Reproduce the material exactly, omitting nothing.

* **Supplied data**
────────

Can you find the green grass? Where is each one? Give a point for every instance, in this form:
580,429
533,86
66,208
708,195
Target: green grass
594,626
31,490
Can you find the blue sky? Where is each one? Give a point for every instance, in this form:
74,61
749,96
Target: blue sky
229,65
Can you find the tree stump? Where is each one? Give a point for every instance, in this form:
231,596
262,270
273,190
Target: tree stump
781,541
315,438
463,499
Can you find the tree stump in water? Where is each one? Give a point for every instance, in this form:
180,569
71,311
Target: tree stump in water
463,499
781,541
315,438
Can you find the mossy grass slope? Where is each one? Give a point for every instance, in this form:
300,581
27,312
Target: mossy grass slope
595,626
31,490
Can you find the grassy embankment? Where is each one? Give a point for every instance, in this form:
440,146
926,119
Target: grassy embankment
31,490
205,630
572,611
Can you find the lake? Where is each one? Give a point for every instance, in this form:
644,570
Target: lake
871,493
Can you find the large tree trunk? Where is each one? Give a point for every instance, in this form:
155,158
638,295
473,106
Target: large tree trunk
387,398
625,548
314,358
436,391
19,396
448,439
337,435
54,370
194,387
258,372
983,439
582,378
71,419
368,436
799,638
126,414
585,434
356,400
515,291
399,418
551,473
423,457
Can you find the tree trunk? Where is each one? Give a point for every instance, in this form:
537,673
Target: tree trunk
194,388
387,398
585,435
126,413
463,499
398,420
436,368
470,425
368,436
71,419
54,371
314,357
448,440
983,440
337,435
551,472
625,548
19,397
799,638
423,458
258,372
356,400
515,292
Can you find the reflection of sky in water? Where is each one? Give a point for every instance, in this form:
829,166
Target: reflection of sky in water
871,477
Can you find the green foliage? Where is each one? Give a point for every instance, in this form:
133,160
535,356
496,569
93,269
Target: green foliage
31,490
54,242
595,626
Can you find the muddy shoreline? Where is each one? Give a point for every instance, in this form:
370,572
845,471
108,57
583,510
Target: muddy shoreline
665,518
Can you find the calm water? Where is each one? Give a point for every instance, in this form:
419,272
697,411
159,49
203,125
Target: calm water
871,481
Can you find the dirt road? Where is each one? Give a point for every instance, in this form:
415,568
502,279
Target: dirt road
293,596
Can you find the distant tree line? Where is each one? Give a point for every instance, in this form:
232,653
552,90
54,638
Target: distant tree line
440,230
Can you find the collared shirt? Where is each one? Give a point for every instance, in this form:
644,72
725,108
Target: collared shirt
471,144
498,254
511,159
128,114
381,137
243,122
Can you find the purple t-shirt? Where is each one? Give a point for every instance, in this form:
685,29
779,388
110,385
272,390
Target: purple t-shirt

────────

* **Answer to the exercise**
Can you find the green grass? Where is each one? Give a point for every instance, in this form:
580,429
533,86
66,208
708,195
Target: green grass
594,626
31,490
Can you find the blue sky? Where is each one? Give a point for every instance, in this form:
74,61
749,96
Target: blue sky
229,65
Can you find the tree stump? Where is each one? Give a point for every instance, in this form:
231,596
262,270
273,190
Target: tree stump
781,541
315,438
463,499
Can you find the tree stump in water? Where is each one? Give a point for every instance, in this form:
180,569
71,311
Target: tree stump in water
463,499
781,541
315,438
Can you find the mossy grass slope? Where is each one? Give a point for every instance, in this form:
300,581
27,312
Target: mossy grass slope
595,626
31,490
Can you find the grassy embankment? Where is each one? Give a point for every instance, in this form:
440,146
926,119
Target: grassy embankment
31,490
205,630
572,611
Can you find the lake? Where is each one? Give a point for every instance, in this form:
644,570
Target: lake
871,493
Can you find the large tree trunk? Where is each one? Give a point for every instance, in this form:
155,158
638,295
473,106
Target: large tree trunk
387,398
625,548
314,358
436,391
19,396
448,439
337,435
54,370
194,387
258,372
983,439
582,378
71,419
368,436
799,638
126,414
585,434
356,400
515,291
399,418
551,473
423,457
Can you find the tree trunk? Where is each one? Give a point for every instance, in this form:
537,673
Target: tree trunk
194,388
387,398
585,435
126,413
463,499
398,420
436,368
470,425
368,436
71,419
54,371
314,357
448,440
983,440
337,435
551,472
625,548
19,397
799,638
423,458
258,372
356,400
515,292
Can you find the reflection of sky in water? Where is each one? Give a point for every instance, in this form:
829,166
Target: reflection of sky in water
871,477
Can you find the green foliage? Where is each one? Give a point for every instance, in this form:
133,160
535,356
496,569
93,269
Target: green foliage
31,490
54,242
595,626
Can you find the muddy shoreline? Where is each one? Give a point for every instance, in this form:
370,572
845,471
108,57
583,510
Target: muddy shoreline
665,518
Can you find the calm water? Where is each one? Give a point for every instance, in this form:
419,272
697,411
159,49
203,125
Target: calm water
871,481
Can you find the dirt road? Where is each one? Give a point for every instance, in this form:
415,568
502,279
Target: dirt road
293,596
Can you find the distant tree line? Where is each one? Give a point for every instance, in this form:
232,653
552,90
54,638
Target: distant tree line
440,230
Can you find the collared shirt? Where is each one? Give a point for every instance, in this form:
644,72
725,108
Target: collared shirt
471,144
498,254
511,159
128,114
381,137
243,122
Can you find the purple t-shirt? Where is each one? Give a point for every instance, in this form:
685,29
779,388
110,385
272,390
Target: purple t-shirt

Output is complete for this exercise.